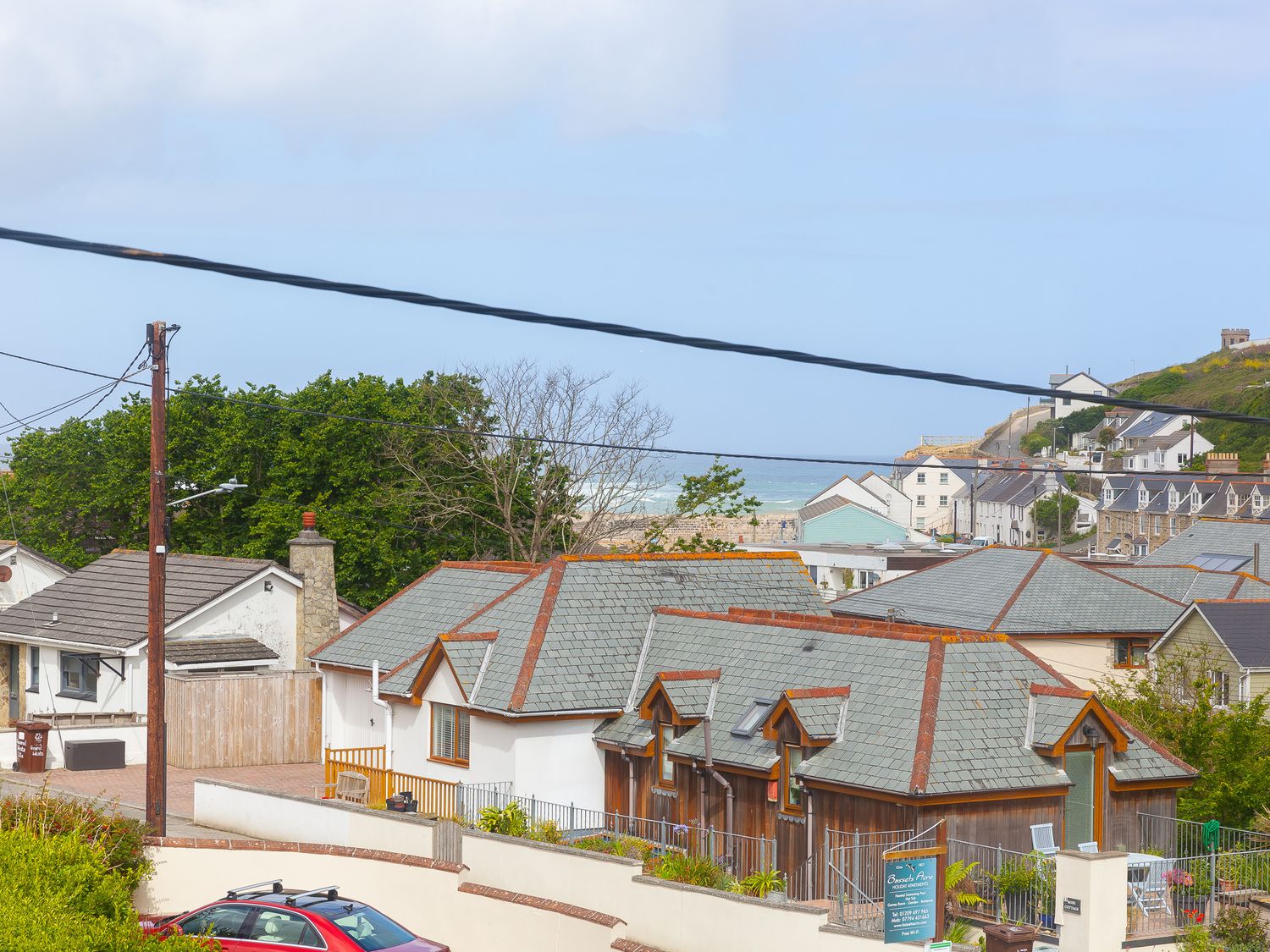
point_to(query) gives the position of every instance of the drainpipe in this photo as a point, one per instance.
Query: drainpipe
(630, 784)
(388, 716)
(719, 779)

================================

Could you set out every line of the listing above as a numbered list, skipping any blank lines and leaving the pictures out?

1. point_to(query) gives the position of every instance of the drainpipe in this photo as a point, one per instance.
2. Query: drainpipe
3. (630, 784)
4. (388, 716)
5. (719, 779)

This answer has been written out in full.